** START Exercise material **
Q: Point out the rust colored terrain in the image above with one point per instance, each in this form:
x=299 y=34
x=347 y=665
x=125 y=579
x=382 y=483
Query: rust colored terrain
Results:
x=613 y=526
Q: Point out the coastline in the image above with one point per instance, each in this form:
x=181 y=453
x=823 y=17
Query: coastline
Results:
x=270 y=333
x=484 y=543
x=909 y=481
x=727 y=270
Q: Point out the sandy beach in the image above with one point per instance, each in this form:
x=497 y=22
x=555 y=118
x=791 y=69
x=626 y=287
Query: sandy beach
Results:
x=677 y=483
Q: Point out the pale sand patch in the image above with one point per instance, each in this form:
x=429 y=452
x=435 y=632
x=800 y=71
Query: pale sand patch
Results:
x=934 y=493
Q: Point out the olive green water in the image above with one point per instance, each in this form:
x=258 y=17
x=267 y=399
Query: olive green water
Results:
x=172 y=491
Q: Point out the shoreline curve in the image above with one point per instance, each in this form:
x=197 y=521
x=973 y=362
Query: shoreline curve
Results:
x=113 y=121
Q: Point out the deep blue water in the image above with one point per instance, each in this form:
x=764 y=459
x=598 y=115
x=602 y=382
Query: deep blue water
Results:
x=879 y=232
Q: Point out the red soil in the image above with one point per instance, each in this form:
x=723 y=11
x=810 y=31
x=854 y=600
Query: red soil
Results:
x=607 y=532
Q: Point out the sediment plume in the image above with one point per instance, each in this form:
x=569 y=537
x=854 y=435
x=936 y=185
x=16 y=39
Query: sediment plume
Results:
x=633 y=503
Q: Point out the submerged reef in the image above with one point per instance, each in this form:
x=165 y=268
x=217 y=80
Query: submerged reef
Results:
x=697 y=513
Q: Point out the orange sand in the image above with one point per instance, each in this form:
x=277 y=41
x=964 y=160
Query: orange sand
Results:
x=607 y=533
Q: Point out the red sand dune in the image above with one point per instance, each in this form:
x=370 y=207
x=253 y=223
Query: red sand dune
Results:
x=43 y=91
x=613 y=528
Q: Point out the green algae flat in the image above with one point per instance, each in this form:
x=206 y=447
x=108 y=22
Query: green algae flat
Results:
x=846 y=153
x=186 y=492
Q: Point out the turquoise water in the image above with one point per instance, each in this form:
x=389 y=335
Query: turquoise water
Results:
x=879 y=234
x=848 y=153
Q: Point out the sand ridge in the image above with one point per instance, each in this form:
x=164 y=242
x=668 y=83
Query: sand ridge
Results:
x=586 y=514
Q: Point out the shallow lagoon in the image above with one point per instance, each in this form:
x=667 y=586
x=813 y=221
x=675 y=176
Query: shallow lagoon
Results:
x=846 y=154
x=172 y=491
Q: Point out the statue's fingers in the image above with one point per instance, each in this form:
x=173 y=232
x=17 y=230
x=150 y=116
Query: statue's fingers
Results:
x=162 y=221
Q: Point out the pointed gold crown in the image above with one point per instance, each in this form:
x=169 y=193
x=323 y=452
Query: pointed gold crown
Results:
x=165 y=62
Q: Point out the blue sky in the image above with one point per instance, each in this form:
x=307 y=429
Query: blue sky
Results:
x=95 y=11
** END Exercise material **
What you have to do. Retype the whole listing above line for line, with no changes to wording, numbers or order.

Full solution.
Q: Point out the rust colored terrain in the image above with one point per instance, each in this form:
x=299 y=34
x=347 y=665
x=125 y=579
x=382 y=483
Query: rust colored terrain
Results:
x=613 y=526
Q: Point out the coastline in the image above with one point per instance, each in this form:
x=181 y=453
x=823 y=17
Query: coastline
Results:
x=270 y=333
x=484 y=543
x=909 y=481
x=727 y=270
Q: Point out the sandy beach in the image above with one point per instance, each in this form:
x=497 y=22
x=555 y=118
x=791 y=69
x=626 y=287
Query: sandy beach
Results:
x=677 y=483
Q: Point out the pale sand patch in the image above with one point per instance, each in this form:
x=429 y=452
x=435 y=632
x=800 y=71
Query: pale sand patch
Results:
x=934 y=493
Q: Point out the olive green water in the image above with one point per instance, each in this form:
x=258 y=17
x=267 y=399
Query: olive green water
Results:
x=172 y=491
Q: Point out the shoreline curve in the image above with one point per instance, each in this form:
x=197 y=521
x=973 y=362
Query: shoreline curve
Results:
x=113 y=121
Q: Point out the deep blue water in the image above with one point per instance, each in this form:
x=764 y=459
x=598 y=115
x=602 y=382
Query: deep blue water
Results:
x=879 y=232
Q: Point out the red soil in the image above with one point per instance, each in this form:
x=723 y=11
x=810 y=31
x=854 y=600
Query: red soil
Results:
x=607 y=532
Q: Point out the sediment plume in the image above with one point per instance, each in this form:
x=569 y=537
x=854 y=435
x=936 y=185
x=16 y=39
Query: sediment plume
Results:
x=633 y=503
Q: Point out the submerged reef in the image above with one point per instance, each in this form:
x=165 y=268
x=217 y=80
Query: submerged reef
Results:
x=697 y=513
Q: Point out the orange sand in the image above with one point per instance, each in this form:
x=277 y=41
x=964 y=160
Query: orange sand
Results:
x=607 y=533
Q: Point out the red sand dune in the image above with one point per instance, each in this form:
x=370 y=207
x=253 y=223
Query: red sand dune
Results:
x=43 y=91
x=613 y=528
Q: Point out the green algae flat in the image above with one point per instance, each in this form:
x=206 y=447
x=108 y=22
Query: green algae flat
Results:
x=846 y=153
x=186 y=492
Q: Point out the turquoise water in the image above with one point per instance, each in this form:
x=389 y=335
Query: turquoise water
Results:
x=879 y=234
x=848 y=153
Q: Point out the sand ridge in the image above with one point per instance, each in this form:
x=164 y=242
x=668 y=83
Query: sand ridge
Results:
x=586 y=514
Q: Point out the shallow lagoon in the image above with one point per instance, each in this form:
x=667 y=586
x=813 y=221
x=675 y=176
Query: shallow lagoon
Results:
x=846 y=154
x=172 y=491
Q: Point out the statue's fingers in the image above with one point per instance, each in this form:
x=173 y=232
x=17 y=230
x=150 y=116
Query: statue's fingers
Results:
x=162 y=221
Q: Point out the pointed gold crown in the image above with one point per instance, each in this form:
x=169 y=193
x=323 y=452
Query: pointed gold crown
Results:
x=165 y=62
Q: Point out the blue sky in the image above with one point per instance, each in this form:
x=307 y=429
Query: blue sky
Results:
x=95 y=11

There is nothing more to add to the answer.